EXTRACT PROVIDED:
Hi Steve. I sailed on the Methane Princess 1979, lasted 21 days ! it was my first trip as 2nd.Cook, a couple of days out the Chief Cook had an accident and was confined to his bunk, by the time we got back to Canvy I thought, I've had a guts full of this and paid off.
I also saw the programme with Harry Secombe in, was quite a surprise


----------



## orangefunk

Nice thread. I am from Barrow in Furness though too young to have worked on this. I worked on vessels in the 1980s. Lovely to see all this discussion on a ship built by people in my town.


----------



## TEAPOT

sailed in methane princess jan-march 65,good accomadation,good tucker,had my 21s at sea got full as a state school,run was a bit so,so.did see her up river fal,on a visit to uk.


----------



## narra

I belive I had a mate on the Princess in catering early 60's,Name of ray Gillmore,anyone out there remember him,saddly he passed on a few years back,good mate for years cheers Narra


----------



## brickhead

A.D.FROST said:


> METHANE PROGRESS b/u1988 Castellon.METHANE PRENCESS re-activated 10.1988 for eght cargoes on charter to British Gas laid-up again 5.1989.B/u Alang 9.3.1997.


concerning the METHANE PRINCESS & PROGRESS i am assuming the funnel markings of black with 3 white bands was conch livery,what company house flag did she fly,was it similar to the funnel or did she fly joe shell company flag ??
brickhead


----------

DATA TO PROCESS:
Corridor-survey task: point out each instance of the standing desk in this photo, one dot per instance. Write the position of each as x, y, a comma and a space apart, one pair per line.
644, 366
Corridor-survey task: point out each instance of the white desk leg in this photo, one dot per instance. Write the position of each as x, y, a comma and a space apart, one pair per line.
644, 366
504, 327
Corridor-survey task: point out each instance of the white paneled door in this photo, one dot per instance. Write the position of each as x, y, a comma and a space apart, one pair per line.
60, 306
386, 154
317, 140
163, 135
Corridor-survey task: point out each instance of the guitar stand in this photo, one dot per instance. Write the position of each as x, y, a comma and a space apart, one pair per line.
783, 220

TASK INSTRUCTIONS:
A. According to the forum thread about the Methane Princess, how long did the first poster's 1979 trip as 2nd Cook last?
B. Please reproduce the records, starting with the line that contains "the white paneled" and going on through the last line of the records.

TASK RESULTS:
A. 21 days

B.
Corridor-survey task: point out each instance of the white paneled door in this photo, one dot per instance. Write the position of each as x, y, a comma and a space apart, one pair per line.
60, 306
386, 154
317, 140
163, 135
Corridor-survey task: point out each instance of the guitar stand in this photo, one dot per instance. Write the position of each as x, y, a comma and a space apart, one pair per line.
783, 220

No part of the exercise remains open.